- WRITTEN INSTRUCTION A: How many lines in the records contain the string "covered", counting only matches with the same case? Reply with the number alone.
- WRITTEN INSTRUCTION B: Could you extend the page on NPR's API update and new Transcript API, starting after its last sentence?

- SUPPLIED TEXT:
■ ■ ■ ■
API Update : New Transcript API and Much More : Inside NPR.org With the new site launch, NPR has also made some significant changes to the API. Most notably, we have added our new Transcript API. Find out what other changes we made and tell us what else you would like to see in our API.
NPR logo API Update : New Transcript API and Much More


API Update : New Transcript API and Much More

As mentioned, our site redesign resulted in more changes than just the visual ones on the site. Another change that was part of this launch that we are very excited about is the significant updates to the API, as follows:

Major Additions

Transcript API
We are excited to introduce our new Transcript API. This API offers all of our transcripts dating back to May, 2005. As of today, we are opening up over 80,000 transcripts through this API, and this number will grow with every new radio story we produce. This API contains the same transcripts that are now offered on the new NPR.org.

DISCLAIMER: The transcripts that we do have are only for our main programs, including All Things Considered, Fresh Air, Morning Edition, Talk of the Nation, Tell Me More. Weekend Edition Saturday and Weekend Edition Sunday. The transcripts take a while to produce, so they are typically not available until several hours after the program is over. Finally, while we believe the transcripts are largely accurate, there are some cases where they may not align perfectly with the audio or have grammatical or spelling errors in them.
■ ■ ■ ■
- WORKING DATA:

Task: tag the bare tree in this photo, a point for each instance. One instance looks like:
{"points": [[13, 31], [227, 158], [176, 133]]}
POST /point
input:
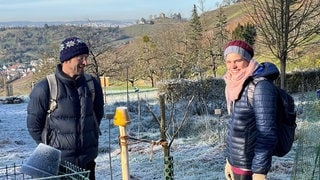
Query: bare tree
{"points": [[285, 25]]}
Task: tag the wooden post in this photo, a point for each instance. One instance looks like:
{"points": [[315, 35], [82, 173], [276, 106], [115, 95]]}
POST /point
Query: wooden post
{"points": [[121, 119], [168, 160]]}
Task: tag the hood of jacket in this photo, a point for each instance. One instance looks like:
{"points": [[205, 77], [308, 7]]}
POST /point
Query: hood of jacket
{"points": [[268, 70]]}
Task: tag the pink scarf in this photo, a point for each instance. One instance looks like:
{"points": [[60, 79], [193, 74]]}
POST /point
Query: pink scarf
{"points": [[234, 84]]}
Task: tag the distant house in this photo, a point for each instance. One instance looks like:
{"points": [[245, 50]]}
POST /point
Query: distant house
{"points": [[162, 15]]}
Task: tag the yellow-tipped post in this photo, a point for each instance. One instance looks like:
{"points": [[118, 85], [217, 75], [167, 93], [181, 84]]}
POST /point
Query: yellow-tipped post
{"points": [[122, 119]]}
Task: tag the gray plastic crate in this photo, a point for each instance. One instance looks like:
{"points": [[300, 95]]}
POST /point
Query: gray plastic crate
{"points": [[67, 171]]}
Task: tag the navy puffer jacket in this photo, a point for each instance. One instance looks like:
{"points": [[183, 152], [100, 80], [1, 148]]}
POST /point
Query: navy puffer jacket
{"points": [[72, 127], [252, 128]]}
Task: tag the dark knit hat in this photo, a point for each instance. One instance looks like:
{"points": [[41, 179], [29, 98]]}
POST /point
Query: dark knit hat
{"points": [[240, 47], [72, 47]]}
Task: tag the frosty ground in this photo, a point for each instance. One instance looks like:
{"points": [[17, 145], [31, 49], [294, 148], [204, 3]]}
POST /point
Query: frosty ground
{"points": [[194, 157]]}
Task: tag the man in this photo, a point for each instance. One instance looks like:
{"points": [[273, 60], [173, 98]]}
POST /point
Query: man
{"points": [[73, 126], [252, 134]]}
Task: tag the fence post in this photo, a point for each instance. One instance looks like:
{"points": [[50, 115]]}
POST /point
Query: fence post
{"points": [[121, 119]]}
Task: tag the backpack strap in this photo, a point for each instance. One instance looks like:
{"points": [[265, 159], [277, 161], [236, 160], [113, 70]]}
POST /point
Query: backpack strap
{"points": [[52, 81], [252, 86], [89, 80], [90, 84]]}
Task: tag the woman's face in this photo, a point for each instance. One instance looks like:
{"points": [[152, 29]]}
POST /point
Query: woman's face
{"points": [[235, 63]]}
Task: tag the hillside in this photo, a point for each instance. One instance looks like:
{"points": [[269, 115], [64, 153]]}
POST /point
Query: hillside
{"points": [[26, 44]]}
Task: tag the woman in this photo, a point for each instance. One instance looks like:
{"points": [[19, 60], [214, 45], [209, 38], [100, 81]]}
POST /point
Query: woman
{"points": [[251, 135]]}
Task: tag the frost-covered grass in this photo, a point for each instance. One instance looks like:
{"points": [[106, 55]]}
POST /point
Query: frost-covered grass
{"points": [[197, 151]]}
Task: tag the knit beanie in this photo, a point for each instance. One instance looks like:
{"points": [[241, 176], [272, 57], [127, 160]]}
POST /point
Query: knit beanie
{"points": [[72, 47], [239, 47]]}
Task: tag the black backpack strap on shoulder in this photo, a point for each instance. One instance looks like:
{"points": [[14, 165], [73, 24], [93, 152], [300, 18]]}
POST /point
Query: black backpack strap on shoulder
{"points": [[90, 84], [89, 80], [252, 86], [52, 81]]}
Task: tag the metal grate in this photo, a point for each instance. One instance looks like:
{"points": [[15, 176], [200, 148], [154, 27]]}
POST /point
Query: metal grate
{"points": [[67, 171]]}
■ ■ ■ ■
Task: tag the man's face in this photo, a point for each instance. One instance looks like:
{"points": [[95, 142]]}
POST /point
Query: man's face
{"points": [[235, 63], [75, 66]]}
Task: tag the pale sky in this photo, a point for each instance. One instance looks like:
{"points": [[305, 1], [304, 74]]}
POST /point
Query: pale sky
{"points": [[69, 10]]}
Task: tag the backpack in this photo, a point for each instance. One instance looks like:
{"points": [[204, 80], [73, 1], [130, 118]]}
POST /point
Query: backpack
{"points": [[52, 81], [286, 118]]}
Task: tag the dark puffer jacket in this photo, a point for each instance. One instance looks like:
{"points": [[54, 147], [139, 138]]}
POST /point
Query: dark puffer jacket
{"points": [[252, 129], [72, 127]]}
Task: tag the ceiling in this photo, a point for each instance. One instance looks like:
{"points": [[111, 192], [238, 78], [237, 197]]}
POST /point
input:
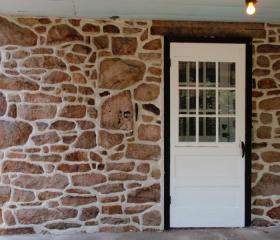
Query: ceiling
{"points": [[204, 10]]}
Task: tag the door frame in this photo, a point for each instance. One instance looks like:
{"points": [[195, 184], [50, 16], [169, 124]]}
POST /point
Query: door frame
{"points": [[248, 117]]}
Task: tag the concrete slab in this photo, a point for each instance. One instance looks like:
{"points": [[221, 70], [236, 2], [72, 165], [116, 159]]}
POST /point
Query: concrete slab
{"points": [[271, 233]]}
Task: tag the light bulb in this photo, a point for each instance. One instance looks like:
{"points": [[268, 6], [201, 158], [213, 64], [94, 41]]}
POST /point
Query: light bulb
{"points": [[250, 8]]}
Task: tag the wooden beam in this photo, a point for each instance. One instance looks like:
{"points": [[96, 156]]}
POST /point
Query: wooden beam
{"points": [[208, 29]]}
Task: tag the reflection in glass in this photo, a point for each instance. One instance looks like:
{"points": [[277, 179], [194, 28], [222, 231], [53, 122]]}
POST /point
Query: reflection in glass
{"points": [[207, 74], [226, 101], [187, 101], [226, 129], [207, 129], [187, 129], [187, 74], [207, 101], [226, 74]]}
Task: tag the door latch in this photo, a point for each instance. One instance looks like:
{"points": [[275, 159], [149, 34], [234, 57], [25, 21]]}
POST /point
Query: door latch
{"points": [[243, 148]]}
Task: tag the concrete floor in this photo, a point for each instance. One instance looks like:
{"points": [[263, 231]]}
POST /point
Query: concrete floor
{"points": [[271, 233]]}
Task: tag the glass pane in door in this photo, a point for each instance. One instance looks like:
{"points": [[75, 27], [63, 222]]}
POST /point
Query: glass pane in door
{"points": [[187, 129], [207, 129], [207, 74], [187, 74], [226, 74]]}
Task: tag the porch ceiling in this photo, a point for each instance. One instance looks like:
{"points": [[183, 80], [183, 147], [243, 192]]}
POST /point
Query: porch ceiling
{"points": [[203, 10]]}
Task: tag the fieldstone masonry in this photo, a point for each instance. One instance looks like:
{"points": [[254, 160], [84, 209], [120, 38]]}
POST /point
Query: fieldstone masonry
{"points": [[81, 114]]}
■ ■ ■ ■
- RIGHT ANSWER A: 2

- RIGHT ANSWER B:
Added Even More MP3 Files
Today, our MP3 repository goes back to 2005, all of which is available through the Story API (to the extent that we had rights to distribute the MP3s). As of later this week, we will be back-filling our repository with MP3 files dating back to 2001 for Morning Edition and All Things Considered. The rest of the programs will be extended to go back to 2003. With this offering, we are providing about 200,000 unique MP3 files through the API totalling more than 15,000 hours of MP3 audio. And these totals will grow as we add MP3 files for new stories and as we continue to back-fill our MP3 repository over time.

Improved Query-Ability : Query Filtering
With this release, we have added the ability to apply a new parameter to your Story API queries, called "requiredAssets". This parameter can receive "text", "images", "audio" or any combination of them. This list will also expand over time. By using requiredAssets, your query will tell the API to only return those stories that have the specified asset. So, for example, if your query has requiredAssets=audio,images, only stories that have at least one audio file AND one image will be returned. RequiredAssets is not currently an option in the Query Generator but will be added soon. In the meantime, this parameter will have to be manually added to your query.

Other Enhancements or Changes

Topic Changes
For the new site, we modified our topic structure to better reflect the kinds of stories that we produce and the way our users will navigate the site. Some of our old topics were retired, others were renamed, while a few were split and moved. For all of these cases, as strong believers in maintaining backwards compatibility, we set up server-side redirects to point all killed topics to new topics that closely (or exactly) relate to them. No old topic ID should fail, neither in returning results nor in having those results be sensible for that topic. The Topic ID list (XML) in our API reflects all of our current topics. Retired topics will continue to be valid and available, although new stories will not be added to them.

You can see all of the changes to our topics here (PDF).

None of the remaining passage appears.